— START Data for this task —

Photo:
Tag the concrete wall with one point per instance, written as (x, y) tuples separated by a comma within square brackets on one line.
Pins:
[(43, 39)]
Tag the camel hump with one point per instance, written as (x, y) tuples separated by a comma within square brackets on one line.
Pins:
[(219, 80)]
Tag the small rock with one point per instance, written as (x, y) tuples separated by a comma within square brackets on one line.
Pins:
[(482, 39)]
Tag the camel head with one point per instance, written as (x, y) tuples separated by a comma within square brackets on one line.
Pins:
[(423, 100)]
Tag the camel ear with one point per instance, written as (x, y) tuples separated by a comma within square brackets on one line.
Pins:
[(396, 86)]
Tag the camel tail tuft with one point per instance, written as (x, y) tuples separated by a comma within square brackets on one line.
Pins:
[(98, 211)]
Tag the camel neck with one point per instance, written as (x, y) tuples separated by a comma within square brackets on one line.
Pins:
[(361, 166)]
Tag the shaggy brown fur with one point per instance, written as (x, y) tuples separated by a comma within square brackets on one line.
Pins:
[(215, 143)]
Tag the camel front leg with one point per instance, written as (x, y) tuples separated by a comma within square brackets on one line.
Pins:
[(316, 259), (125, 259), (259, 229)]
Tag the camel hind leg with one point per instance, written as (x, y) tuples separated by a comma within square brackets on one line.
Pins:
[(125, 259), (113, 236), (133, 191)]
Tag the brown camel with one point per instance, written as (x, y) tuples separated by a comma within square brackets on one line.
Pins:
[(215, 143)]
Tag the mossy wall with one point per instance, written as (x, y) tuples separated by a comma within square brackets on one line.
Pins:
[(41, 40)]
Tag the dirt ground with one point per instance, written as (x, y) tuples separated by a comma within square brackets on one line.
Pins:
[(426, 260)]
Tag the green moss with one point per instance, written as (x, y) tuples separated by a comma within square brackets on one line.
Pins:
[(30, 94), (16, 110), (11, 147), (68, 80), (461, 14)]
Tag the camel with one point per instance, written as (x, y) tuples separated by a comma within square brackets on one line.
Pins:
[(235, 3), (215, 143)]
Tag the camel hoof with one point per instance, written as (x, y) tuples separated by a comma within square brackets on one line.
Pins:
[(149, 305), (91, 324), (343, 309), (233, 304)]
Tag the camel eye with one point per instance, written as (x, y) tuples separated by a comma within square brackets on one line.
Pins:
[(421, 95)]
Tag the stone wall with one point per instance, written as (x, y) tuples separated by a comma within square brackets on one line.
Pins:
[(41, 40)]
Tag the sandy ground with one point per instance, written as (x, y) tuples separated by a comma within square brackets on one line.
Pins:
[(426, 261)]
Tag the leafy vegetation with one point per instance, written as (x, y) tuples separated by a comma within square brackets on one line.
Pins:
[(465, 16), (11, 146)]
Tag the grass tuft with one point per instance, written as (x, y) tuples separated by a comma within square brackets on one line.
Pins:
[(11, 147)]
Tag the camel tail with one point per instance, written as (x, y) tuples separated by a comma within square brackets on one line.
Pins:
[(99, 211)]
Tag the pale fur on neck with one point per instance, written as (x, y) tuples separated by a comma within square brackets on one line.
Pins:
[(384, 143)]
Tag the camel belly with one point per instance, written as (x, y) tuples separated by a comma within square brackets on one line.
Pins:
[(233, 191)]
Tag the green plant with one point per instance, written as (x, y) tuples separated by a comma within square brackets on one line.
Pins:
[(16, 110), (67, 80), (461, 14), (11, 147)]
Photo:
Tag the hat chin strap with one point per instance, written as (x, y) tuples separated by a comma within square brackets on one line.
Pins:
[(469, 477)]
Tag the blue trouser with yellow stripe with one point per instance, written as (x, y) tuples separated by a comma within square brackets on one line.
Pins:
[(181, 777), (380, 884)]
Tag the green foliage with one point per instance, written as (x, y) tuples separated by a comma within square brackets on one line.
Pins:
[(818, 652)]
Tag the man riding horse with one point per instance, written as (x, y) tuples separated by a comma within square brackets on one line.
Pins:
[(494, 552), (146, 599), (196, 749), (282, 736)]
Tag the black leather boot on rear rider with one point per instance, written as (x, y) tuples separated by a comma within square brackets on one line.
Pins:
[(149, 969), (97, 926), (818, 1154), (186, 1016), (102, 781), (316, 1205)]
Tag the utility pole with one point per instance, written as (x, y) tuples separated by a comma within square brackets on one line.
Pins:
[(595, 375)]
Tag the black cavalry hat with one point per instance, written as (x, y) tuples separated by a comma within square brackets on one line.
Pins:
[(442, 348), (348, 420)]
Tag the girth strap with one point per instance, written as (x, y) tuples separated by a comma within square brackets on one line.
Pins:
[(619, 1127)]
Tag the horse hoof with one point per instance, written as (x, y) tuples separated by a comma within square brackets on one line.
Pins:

— END Data for this task —

Task to carry out |
Multiply each coordinate in the answers by 0.65, rounding to whole numbers with halves going up. Then reproduce the data from the line with "Tag the camel tail with" to the line with "[(99, 211)]", both included, with every other word and number unchanged and nothing else added.

The reply |
Tag the camel tail with one point per instance, written as (x, y) tuples separated by a comma within square brackets on one line.
Pins:
[(64, 137)]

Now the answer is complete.